Assignment —
Copy word for word the stretch from "- Information Building: is" through "this content area?" in the page on evaluating new environmental public health data.

Passage provided —
Evaluation Process for Adopting New Environmental Public Health Data
In its participation as a member of the Center for Disease Control and Prevention's National Tracking Network, the Minnesota Tracking Program creates and maintains environmental public health data topics that are nationally consistent. We also add relevant, state-specific environmental hazards, risks or exposure data that may impact the health of Minnesotans. Data are housed on the Minnesota Public Health Data Access Portal. We use a formal evaluation process to guide development and adoption when considering new state-specific topics. This process of evaluating new data topics provides a systematic and transparent approach to help focus valuable resources on areas that are actionable, feasible and useful for protecting environmental public health.
This evaluation process helps to ensure that valuable Tracking Program resources are used wisely, and aimed at areas that are actionable and that protect public health. The process requires a sound, defensible rationale to support new content areas before they can be adopted.
Developing and updating new content areas for Tracking is resource- and time-intensive. Data and measures are developed and piloted, and then updated and maintained over time. These activities require ongoing dedication of a highly trained, multi-disciplinary team with expertise in epidemiology, data and spatial analysis (GIS), and health risk communication (in addition to web, application and database development and support).
The Tracking Program uses the following process to ensure that new state-specific content areas meet minimum (required) criteria at key decision points. The four phases are:
- Exploration: explore rationale and available datasets
- Feasibility: pilot the data and measures
- Recommendation: final assessment of overall content area
- Implementation: incorporate content area as a continuing Tracking measure
The evaluation process may halt or suspend at any phase, depending on whether criteria for moving ahead are deemed to be met.
Phase 1: Exploration
- Available Resources: are financial and technical resources available?
- Prevalence: is a high proportion of the population exposed to the environmental health hazard OR is there a high estimated prevalence of disease or outcome associated with the hazard?
- Causality: is there evidence that exposure to the environmental hazard(s) is associated with the adverse health outcome(s)?
- Public Health Impact: what is the public health impact of exposure or severity of disease(s)?
- Actionability: can the level of exposure or disease be modified through policy, regulatory, or personal actions? Can these new data and measures be used to develop new initiatives?
- (Initial) Feasibility: does a data source exist to create a Tracking measure?
- Detailed Feasibility: is the data of high quality (e.g. population-based, representative)? Is data collection continuous and timely?
- Pilot the new measures: how would the data source(s) be used to create new Tracking measures?
Phase 2: Feasibility
- Emerging Issues: is the level of exposure or disease changing?
- Information Building: is the prevalence or level of exposure unknown?
- Outside Interest: is there a high level of state and local agency interest?
- Balance: would there be balance among the types of content areas tracked (i.e., hazard vs. disease) and among age groups affected?
- Economic Impact: what is the cost to the Tracking Program and partners (e.g., healthcare systems, industry) of adding this content area?
Phase 3: Recommendation
Phase 4: Implementation
In the final step, MN Tracking Program management decides whether or not to adopt a new content area considering the strength of the rationale gather from phases one through three, input from an inter agency team, and program goals/priorities. If the content area is adopted, program staff develop data and measures, new How-to Guides that act as instructions for analyzing the data, and messaging, to launch on the data portal.

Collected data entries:
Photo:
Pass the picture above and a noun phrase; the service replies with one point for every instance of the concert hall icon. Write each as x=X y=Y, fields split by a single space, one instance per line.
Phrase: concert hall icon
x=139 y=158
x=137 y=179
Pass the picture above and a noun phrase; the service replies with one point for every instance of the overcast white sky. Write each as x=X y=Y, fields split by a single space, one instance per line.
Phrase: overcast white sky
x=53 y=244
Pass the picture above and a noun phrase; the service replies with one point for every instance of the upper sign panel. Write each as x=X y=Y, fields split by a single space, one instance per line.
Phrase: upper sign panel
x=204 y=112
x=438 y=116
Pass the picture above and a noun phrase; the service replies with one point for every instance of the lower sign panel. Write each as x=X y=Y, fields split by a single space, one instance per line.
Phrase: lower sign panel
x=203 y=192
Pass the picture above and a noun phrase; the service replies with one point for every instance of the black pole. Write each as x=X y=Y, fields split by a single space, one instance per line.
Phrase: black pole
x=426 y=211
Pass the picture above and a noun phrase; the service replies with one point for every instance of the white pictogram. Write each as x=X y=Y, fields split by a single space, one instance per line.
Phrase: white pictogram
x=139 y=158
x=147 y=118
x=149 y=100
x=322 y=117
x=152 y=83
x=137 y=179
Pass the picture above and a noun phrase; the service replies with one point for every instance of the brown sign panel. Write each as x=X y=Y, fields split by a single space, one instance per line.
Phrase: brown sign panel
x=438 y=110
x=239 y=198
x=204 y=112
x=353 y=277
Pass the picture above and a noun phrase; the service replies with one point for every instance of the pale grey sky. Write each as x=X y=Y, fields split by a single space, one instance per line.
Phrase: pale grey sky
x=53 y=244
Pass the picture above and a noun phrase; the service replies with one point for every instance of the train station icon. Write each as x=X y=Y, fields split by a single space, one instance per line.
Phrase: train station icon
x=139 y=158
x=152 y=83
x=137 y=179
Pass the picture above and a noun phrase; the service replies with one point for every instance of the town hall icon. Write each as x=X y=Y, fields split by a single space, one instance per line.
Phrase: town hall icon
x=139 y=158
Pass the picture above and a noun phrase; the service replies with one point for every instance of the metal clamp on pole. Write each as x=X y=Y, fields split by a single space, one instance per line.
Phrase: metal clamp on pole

Answer for this exercise —
- Information Building: is the prevalence or level of exposure unknown?
- Outside Interest: is there a high level of state and local agency interest?
- Balance: would there be balance among the types of content areas tracked (i.e., hazard vs. disease) and among age groups affected?
- Economic Impact: what is the cost to the Tracking Program and partners (e.g., healthcare systems, industry) of adding this content area?